## WORK INSTRUCTIONS:
1: In the coming-out essay, how old was the writer when coming out to the parents?
2: Reproduce the part of the coming-out essay that begins with the words containing "I came out to" and ends with "lesbian books section.".

=== PASSAGE SHOWN ===

Coming out meant I could stop fighting the world

Liz Kessler
‘My family have always been beside me’ … Liz Kessler. Photograph: Mark Noall

I came out to my parents when I was 18. First was my mum. We were in London, looking in bookshops. I had been browsing in Silver Moon while my mum was elsewhere. Unbeknown to me, she was outside the window and had clocked me perusing the lesbian books section.

As we carried on down the road, she casually asked: “Liz, are you a lesbian?”

Which, take it from me, is not what you expect your mum to say as you are strolling down Charing Cross Road together.

Once I recovered from the shock, I mumbled something like: “Um. Well, I think I might be.”

“Are you happy?” she asked.

“Yes,” I replied.

“Well, that’s fine, then. Shall we get a coffee?”

And that was about it. We didn’t talk about it much during the following weeks. I was back at university, and communication wasn’t what it is today. So I did worry about what she might be thinking. Was she really as OK as she’d seemed? But mixed in with my concerns was a huge sense of relief that I’d finally told her.

Asking her about it today, she said: “I hadn’t suspected anything before I saw you in the bookshop, but once you told me, everything made sense.” Pushed on this, she confessed that the thing she could finally make sense of was the time when (aged three) I refused to wear a bridesmaid’s dress to a family wedding.

Really? That was what made sense?

But actually, she was right. Not just about the bridesmaid’s dress. About, well, everything. The fact that all my crushes were on female pop stars. The fact that my relationships with my best friends were always so intense. The fact that, frankly, I had never been all that interested in any of my boyfriends. Yes. It all made sense now.

Telling my dad was harder. We argued about all sorts of political issues. How was he going to handle this?

There was a period of a few months when I wanted to tell him, but was too nervous. I suspected he knew, but was waiting for me to be ready to open up. Our communication almost broke down completely for a while. Neither of us knew how to get over the wall of unspoken words.

When I finally told him, he had a lot of questions. He asked if I was sure I would never want to be with a man. In my feisty, uncompromising, teenage way, I replied that the chances were about the same as they were for him.

Asking him about it today, he says: “Yes, I was slightly thrown at the time. But it didn’t make any difference to how I felt about you. Once I’d gone off on my own and processed it all, it quickly became the norm and didn’t change anything.”

So as far as my coming-out process went, I got off lightly. I mean, yes, I was scared of being found out as I skulked around the halls of residence, when I had my first girlfriend. And yeah, my girlfriend’s flatmate threw a pint over me and told me how much I disgusted him. And OK, yes, there was the time when I was accosted by two men shouting abuse at me on a quiet street late at night because I was holding hands with a woman.

=== SOURCE MATERIAL ===

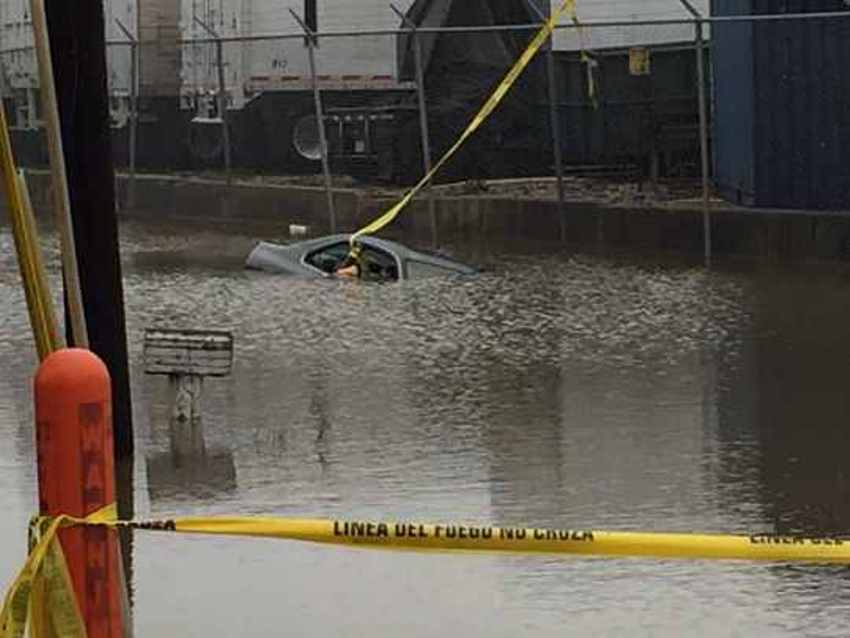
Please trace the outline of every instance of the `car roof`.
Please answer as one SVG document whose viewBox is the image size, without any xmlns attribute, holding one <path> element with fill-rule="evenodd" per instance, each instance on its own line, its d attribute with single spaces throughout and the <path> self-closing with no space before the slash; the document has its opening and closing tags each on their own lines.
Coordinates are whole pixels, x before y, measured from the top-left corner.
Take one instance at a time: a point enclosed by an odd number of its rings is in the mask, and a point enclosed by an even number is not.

===

## PER-TASK OUTPUTS:
1: 18.

2:
I came out to my parents when I was 18. First was my mum. We were in London, looking in bookshops. I had been browsing in Silver Moon while my mum was elsewhere. Unbeknown to me, she was outside the window and had clocked me perusing the lesbian books section.